No se puede
hablar con seriedad de la despoblación del medio rural obviando la crisis de
civilización en la que estamos inmersos.
El
cambio radical hacia un modelo de producción agraria desarrollista.
La
despoblación de la geografía rural es un fenómeno tan
antiguo como la humanidad. Hace diez mil años, la ciudad de Ur, la
primera ciudad conocida, surgida en Mesopotamia, se conformó a
partir de la despoblación de las aldeas en las que vivía su
población anteriormente. Pero en nuestro tiempo y latitudes, la
referencia más próxima fue el gran éxodo de los años 60 del
pasado siglo, con el despegue industrial del regimen franquista. Su
causa fue el tránsito de un modelo agrario ancestral,
campesino-familiar, a un modelo de agricultura, ganadería,
selvicultura y horticultura industrial, acorde con la ideología
desarrollista que alcanzaría su pleno desarrollo en las décadas
posteriores. Luego, cuando hablamos de la despoblación rural hay que
referirse necesariamente a ese cambio radical del modelo agrario como
causa directa de ese gran éxodo y de la consiguiente despoblación.
La
gran ciudad es el modelo de poblamiento propio de la
sociedad estatal-capitalista.

********

**Ejercicios propuestos:**
(a) Explica en una a tres oraciones cuál fue, según el texto sobre la despoblación rural, la causa del gran éxodo de los años 60 del siglo pasado.
(b) Reproduce literalmente el pasaje del texto sobre la despoblación rural, empezando por "No se puede" y siguiendo hasta "producción agraria desarrollista.".

**Registros de datos:**
********

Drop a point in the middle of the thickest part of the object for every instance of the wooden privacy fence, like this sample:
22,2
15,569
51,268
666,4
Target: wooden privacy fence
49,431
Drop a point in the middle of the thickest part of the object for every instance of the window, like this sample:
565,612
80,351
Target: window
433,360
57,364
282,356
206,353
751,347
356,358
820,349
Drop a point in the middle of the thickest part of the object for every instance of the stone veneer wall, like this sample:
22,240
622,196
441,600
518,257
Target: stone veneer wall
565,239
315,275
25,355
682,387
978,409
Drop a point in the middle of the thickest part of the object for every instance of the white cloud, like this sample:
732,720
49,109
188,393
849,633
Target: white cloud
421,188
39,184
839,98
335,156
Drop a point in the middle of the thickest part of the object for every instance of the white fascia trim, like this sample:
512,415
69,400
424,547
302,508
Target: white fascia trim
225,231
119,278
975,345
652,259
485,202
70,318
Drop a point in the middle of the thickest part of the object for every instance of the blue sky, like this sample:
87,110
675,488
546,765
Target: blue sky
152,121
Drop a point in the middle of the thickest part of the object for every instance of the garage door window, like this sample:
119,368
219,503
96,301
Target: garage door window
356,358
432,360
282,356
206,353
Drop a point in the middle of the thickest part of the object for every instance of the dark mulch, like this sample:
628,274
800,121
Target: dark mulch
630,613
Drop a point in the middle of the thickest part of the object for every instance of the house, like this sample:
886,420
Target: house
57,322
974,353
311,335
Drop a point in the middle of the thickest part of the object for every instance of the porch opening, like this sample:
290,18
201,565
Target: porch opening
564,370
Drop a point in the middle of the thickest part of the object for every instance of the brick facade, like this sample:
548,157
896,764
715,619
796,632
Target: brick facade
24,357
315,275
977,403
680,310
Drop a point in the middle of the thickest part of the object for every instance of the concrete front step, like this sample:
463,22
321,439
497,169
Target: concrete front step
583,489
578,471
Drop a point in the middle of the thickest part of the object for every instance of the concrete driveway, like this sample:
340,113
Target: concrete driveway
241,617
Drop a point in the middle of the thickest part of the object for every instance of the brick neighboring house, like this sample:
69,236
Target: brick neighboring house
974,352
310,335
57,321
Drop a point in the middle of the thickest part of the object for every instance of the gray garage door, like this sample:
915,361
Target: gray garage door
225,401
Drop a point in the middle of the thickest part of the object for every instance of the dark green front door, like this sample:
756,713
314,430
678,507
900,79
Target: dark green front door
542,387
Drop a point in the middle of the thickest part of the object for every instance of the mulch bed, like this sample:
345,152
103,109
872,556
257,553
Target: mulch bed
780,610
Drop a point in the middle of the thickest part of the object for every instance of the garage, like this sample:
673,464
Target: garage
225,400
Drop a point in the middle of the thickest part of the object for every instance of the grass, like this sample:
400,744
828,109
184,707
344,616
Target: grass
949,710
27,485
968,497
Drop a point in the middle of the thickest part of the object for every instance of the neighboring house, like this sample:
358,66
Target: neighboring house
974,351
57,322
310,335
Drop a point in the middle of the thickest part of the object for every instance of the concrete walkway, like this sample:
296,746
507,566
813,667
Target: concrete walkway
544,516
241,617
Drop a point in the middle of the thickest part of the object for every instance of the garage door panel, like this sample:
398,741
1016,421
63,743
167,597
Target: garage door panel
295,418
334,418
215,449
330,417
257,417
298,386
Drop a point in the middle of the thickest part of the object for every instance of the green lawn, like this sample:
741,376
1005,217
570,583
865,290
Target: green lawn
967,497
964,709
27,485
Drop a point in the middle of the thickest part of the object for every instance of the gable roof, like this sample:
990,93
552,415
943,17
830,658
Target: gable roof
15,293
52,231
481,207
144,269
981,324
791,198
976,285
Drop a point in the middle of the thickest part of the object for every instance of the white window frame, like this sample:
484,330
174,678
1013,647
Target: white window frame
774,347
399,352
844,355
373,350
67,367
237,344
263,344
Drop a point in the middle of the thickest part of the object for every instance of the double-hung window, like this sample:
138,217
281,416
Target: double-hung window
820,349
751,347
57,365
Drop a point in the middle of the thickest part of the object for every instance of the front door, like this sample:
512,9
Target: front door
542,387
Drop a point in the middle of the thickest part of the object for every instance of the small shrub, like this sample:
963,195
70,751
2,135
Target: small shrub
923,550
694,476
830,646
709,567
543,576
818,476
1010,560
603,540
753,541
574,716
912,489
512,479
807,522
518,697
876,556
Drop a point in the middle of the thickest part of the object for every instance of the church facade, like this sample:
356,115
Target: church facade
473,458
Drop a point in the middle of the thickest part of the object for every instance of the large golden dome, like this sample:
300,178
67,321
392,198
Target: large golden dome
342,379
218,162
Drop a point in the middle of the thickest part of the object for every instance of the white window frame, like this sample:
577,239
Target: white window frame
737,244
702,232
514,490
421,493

********

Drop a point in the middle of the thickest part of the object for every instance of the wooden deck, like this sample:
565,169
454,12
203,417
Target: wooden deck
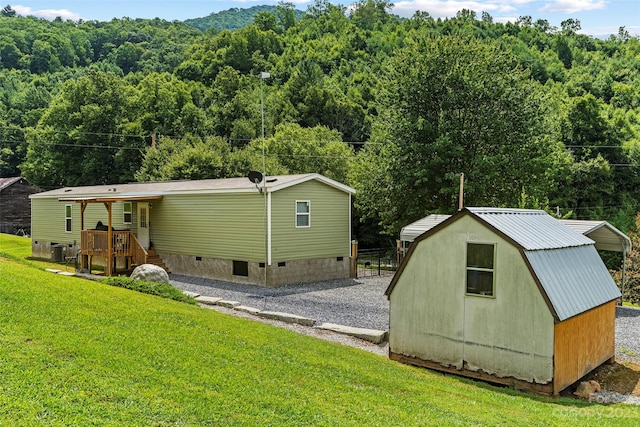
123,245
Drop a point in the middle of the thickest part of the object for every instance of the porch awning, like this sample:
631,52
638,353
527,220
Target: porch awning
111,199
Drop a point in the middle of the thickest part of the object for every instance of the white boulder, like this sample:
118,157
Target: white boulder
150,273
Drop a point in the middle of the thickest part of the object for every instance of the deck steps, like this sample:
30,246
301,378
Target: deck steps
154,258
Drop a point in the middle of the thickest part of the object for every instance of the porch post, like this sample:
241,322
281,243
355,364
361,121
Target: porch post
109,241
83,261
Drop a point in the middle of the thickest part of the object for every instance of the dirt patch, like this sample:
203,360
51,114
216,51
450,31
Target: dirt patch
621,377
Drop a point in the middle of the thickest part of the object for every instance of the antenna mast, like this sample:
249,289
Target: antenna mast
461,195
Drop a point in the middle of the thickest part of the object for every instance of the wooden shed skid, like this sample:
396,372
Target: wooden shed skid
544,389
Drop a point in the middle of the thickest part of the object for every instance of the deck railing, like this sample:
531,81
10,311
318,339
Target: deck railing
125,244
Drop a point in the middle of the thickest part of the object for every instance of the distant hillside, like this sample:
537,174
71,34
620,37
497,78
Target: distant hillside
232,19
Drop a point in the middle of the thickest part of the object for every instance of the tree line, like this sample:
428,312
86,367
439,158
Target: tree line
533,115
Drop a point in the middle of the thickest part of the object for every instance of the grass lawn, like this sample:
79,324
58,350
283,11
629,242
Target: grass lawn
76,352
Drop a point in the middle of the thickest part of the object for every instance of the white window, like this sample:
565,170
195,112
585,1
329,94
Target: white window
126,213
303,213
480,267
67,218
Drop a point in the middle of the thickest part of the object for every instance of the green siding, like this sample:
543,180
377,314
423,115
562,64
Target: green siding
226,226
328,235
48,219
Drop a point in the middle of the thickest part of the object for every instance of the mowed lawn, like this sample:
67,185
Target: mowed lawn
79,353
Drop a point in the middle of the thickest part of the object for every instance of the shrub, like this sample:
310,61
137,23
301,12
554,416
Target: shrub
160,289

********

**Ejercicios resueltos:**
(a) El gran éxodo se debió al tránsito de un modelo agrario ancestral, campesino-familiar, a un modelo de agricultura, ganadería, selvicultura y horticultura industrial, acorde con la ideología desarrollista. Por eso el texto considera ese cambio radical del modelo agrario la causa directa del éxodo y de la consiguiente despoblación.

(b)
No se puede
hablar con seriedad de la despoblación del medio rural obviando la crisis de
civilización en la que estamos inmersos.
El
cambio radical hacia un modelo de producción agraria desarrollista.